Source material –
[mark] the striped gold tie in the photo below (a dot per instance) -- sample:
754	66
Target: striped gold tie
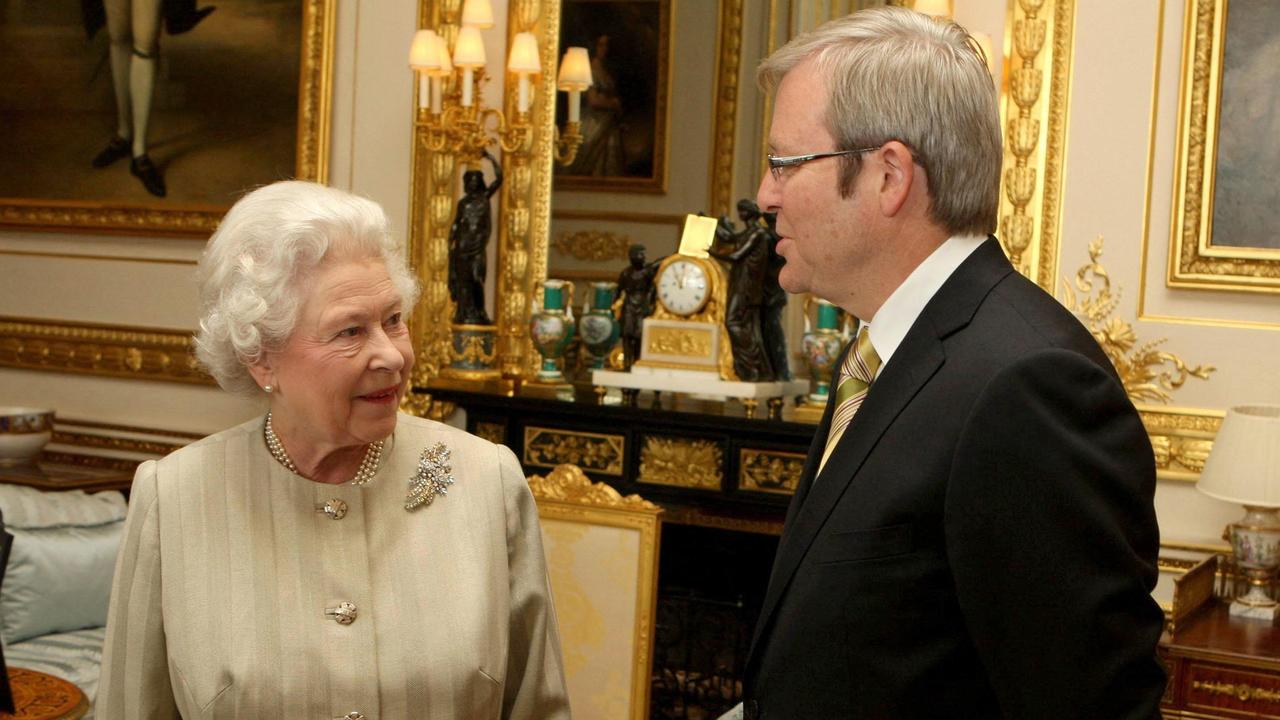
855	378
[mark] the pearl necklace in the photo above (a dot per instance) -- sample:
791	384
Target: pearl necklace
365	473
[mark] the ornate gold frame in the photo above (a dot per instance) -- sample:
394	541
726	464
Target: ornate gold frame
315	96
94	349
566	493
1193	260
1040	82
662	121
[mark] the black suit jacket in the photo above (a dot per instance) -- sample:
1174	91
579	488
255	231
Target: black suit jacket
982	542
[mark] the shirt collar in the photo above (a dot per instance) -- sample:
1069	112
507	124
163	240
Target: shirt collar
905	304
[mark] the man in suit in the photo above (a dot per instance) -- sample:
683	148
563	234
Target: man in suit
973	534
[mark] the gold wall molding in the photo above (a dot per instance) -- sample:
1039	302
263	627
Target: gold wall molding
1148	374
315	98
91	349
769	470
568	483
1182	440
728	64
681	463
1036	108
597	452
594	246
1193	260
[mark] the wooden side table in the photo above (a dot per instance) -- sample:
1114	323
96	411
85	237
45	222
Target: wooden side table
40	696
1221	668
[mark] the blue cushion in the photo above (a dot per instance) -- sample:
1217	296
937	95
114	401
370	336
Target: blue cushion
62	561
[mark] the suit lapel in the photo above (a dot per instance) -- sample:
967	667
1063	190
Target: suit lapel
915	360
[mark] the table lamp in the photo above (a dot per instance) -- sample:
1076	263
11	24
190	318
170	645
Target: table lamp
1244	468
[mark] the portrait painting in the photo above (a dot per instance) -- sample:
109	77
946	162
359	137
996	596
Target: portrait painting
155	115
624	113
1226	200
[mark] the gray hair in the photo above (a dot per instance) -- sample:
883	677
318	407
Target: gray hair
897	74
254	269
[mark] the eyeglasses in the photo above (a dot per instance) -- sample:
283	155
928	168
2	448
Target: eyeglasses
778	163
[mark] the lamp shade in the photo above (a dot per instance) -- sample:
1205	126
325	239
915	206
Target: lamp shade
423	53
575	71
478	13
469	50
1244	464
524	54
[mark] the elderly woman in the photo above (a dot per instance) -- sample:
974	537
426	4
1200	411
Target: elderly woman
334	557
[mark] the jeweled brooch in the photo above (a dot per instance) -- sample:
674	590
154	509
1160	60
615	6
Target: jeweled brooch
433	477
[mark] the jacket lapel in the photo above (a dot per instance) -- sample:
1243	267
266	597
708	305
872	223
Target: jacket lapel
915	360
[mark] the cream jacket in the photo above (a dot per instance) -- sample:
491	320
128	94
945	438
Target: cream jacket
229	564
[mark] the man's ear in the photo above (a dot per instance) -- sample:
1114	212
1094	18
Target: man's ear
897	176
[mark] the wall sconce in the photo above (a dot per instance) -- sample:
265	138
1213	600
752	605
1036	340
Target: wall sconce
456	119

What you are asked to do – The entries are to be copied exactly, and each image is to be omitted.

Result of the task –
[mark] the striped gold tie in the photo below (a dot per instance) -- sample:
754	66
Target: striped gold tie
855	378
[mark] the pearl necklace in the photo above (a dot per instance) -- sample:
791	384
Target: pearl necklace
365	473
[mark] the ornate gold frame in the photo above (a dot per instance) -- sample:
394	541
726	464
Target: ornate gold frame
315	96
94	349
566	493
1193	260
1040	82
662	121
[mark] the black suit jacket in the photo above (a dot per instance) -- sample:
1174	91
579	488
255	231
Target: black suit jacket
982	542
[mark] the shirt collar in the photo above (a dot per instance) -- sample:
1069	112
507	124
163	240
Target: shirt collar
905	304
[mark] the man in suit in the photo above (a dot per instance) -- sample:
683	148
563	234
Target: man in suit
973	534
[mark] the gold wall molding in the photo above (a dot per instance) -- sample:
1039	302
263	627
Target: gold wall molding
1148	374
315	98
91	349
769	470
568	483
1182	440
728	64
681	463
1036	108
597	452
594	246
1193	260
[mark] the wooden side table in the photo above (a dot per instance) -- sample:
1114	323
96	411
85	237
45	222
Target: wooden side table
40	696
1221	668
[mark] the blue cushion in the photo above (a dot per instance) -- sample:
1217	296
937	95
114	401
370	336
Target: blue cushion
62	561
[mark] the suit lapel in the photo above (a dot per instance) -- sample:
967	667
1063	190
Target: suit lapel
915	360
[mark] the table lamp in the photo above (a dot per instance) -- sample:
1076	263
11	24
190	318
170	645
Target: table lamp
1244	468
[mark] the portrait painting in the photo above (a dot per instance) -- sample:
109	77
946	162
359	137
996	596
Target: portrait painting
155	115
624	113
1226	200
[mark] the gray hair in the photo above (a dot per instance) -- sample:
883	677
318	407
Target: gray hair
897	74
254	269
[mark] the eyeglasses in the photo above (a dot per instance) -- sample:
283	155
928	168
2	448
Target: eyeglasses
778	163
[mark] the lamp shade in the photo above (a dot per instance) -- sample:
1205	126
325	239
915	206
Target: lamp shade
423	53
575	71
478	13
469	50
1244	464
524	54
[mark] the elderly woman in the photo above (a dot per instance) -- sample:
974	537
426	4
1200	411
Target: elderly woman
334	557
[mark] the jeweled brooch in the photo above (a dot per instance) -- sample:
674	590
154	509
1160	60
615	6
Target: jeweled brooch
433	477
[mark] the jacket lapel in the photo above (a dot per instance) -- sample:
1243	267
266	597
708	305
872	223
Target: jacket lapel
915	360
[mark] the cream jacket in the photo above (a dot per instance) -- sample:
491	320
128	94
945	438
Target: cream jacket
229	564
[mark] the man's ear in the photo above (a dot per instance) -- sample:
1114	212
1094	18
Target: man's ear
897	176
[mark] the wall sconce in the photo above (a dot per instance) -- sample:
265	138
1213	600
752	605
1036	340
Target: wall sconce
456	119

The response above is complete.